Take Away: Money doesn’t have to be a curse – rather it can be a way in which we reflect the generosity of the Lord.
You get what you pay for
2Corinthians 11: My needs were always supplied by the Christians from Macedonia province.
One reason some of the members of the church at Corinth don’t value Paul’s ministry as much as they value that of others is that Paul served them free of charge during his time with them. Others have come their way with hard luck stories and claims of greater enlightenment. They’ve asked for and received offerings from the church there. Now, when Paul writes to them in authoritative tones they tend to discount his ministry to them because they didn’t pay for it. Paul’s about to join the traveling preachers in stating his credentials and sharing his hard luck stories, and both are much more impressive than those of the traveling preachers they’re listening to. The Apostle wonders if he cheated them by letting churches elsewhere support his ministry during his time in Corinth. He thought he was doing them a favor, making it clear that he wasn’t in it for the money, but now he wonders if they’d be more inclined to listen to him had they supported him during his time there. Paul makes it clear that he’s not sorry he ministered to them as he did, so I don’t want to make more of this than is there. Still, it’s a point worth consideration. Generally speaking, people value that which costs them something. If it’s just handed to them, they think it’s worth what they paid for it. In this passage, I see that, on one hand, sometimes it’s best to just give our ministry away, making it as easy as possible for people to receive it. On the other hand, though, it’s fair and right that people support those who minister to them and, in fact, their doing so increases the value of that ministry in their eyes.
Take Away: We tend to value that which costs us something.

*Problem statement:* Set down the entire devotional on Paul's unpaid ministry in Corinth word for word. The data placed here come from a separate, unrelated source.

*Dataset rows:*
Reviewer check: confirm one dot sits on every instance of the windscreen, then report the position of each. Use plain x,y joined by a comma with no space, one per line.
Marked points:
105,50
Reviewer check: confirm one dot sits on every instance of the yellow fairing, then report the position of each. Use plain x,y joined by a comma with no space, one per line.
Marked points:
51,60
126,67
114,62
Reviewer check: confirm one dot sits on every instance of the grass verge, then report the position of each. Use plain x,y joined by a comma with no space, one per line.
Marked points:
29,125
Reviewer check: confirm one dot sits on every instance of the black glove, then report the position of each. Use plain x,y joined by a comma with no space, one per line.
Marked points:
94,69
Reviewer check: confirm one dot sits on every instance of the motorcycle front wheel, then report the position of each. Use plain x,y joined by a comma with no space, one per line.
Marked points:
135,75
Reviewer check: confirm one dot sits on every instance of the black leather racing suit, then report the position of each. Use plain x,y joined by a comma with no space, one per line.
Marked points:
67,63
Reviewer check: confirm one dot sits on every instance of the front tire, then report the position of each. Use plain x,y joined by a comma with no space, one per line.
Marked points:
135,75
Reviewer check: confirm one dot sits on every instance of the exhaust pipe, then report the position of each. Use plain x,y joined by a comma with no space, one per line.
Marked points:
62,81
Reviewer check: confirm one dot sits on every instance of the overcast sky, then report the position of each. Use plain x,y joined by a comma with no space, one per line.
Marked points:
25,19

*Task output:*
Take Away: Money doesn’t have to be a curse – rather it can be a way in which we reflect the generosity of the Lord.
You get what you pay for
2Corinthians 11: My needs were always supplied by the Christians from Macedonia province.
One reason some of the members of the church at Corinth don’t value Paul’s ministry as much as they value that of others is that Paul served them free of charge during his time with them. Others have come their way with hard luck stories and claims of greater enlightenment. They’ve asked for and received offerings from the church there. Now, when Paul writes to them in authoritative tones they tend to discount his ministry to them because they didn’t pay for it. Paul’s about to join the traveling preachers in stating his credentials and sharing his hard luck stories, and both are much more impressive than those of the traveling preachers they’re listening to. The Apostle wonders if he cheated them by letting churches elsewhere support his ministry during his time in Corinth. He thought he was doing them a favor, making it clear that he wasn’t in it for the money, but now he wonders if they’d be more inclined to listen to him had they supported him during his time there. Paul makes it clear that he’s not sorry he ministered to them as he did, so I don’t want to make more of this than is there. Still, it’s a point worth consideration. Generally speaking, people value that which costs them something. If it’s just handed to them, they think it’s worth what they paid for it. In this passage, I see that, on one hand, sometimes it’s best to just give our ministry away, making it as easy as possible for people to receive it. On the other hand, though, it’s fair and right that people support those who minister to them and, in fact, their doing so increases the value of that ministry in their eyes.
Take Away: We tend to value that which costs us something.